> [TASK GOAL]:
Render every line of the data below as a Markdown table with two columns, "Row" and "Data line," where each row holds a number and one line, and leave out any blank lines.

> [Data from a source]:
§ §

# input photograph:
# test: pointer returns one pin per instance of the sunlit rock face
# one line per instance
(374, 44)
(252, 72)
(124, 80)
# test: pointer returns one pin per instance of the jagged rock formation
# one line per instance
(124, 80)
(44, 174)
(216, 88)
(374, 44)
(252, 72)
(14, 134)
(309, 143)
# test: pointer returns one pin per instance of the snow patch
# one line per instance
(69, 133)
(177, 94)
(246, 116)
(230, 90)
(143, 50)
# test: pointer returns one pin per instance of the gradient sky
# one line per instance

§ §

> [EXERCISE ANSWER]:
| Row | Data line |
|---|---|
| 1 | # input photograph: |
| 2 | # test: pointer returns one pin per instance of the sunlit rock face |
| 3 | # one line per instance |
| 4 | (374, 44) |
| 5 | (252, 72) |
| 6 | (124, 80) |
| 7 | # test: pointer returns one pin per instance of the jagged rock formation |
| 8 | # one line per instance |
| 9 | (124, 80) |
| 10 | (44, 174) |
| 11 | (216, 88) |
| 12 | (374, 44) |
| 13 | (252, 72) |
| 14 | (14, 134) |
| 15 | (309, 143) |
| 16 | # test: pointer returns one pin per instance of the snow patch |
| 17 | # one line per instance |
| 18 | (69, 133) |
| 19 | (177, 94) |
| 20 | (246, 116) |
| 21 | (230, 90) |
| 22 | (143, 50) |
| 23 | # test: pointer returns one pin per instance of the gradient sky |
| 24 | # one line per instance |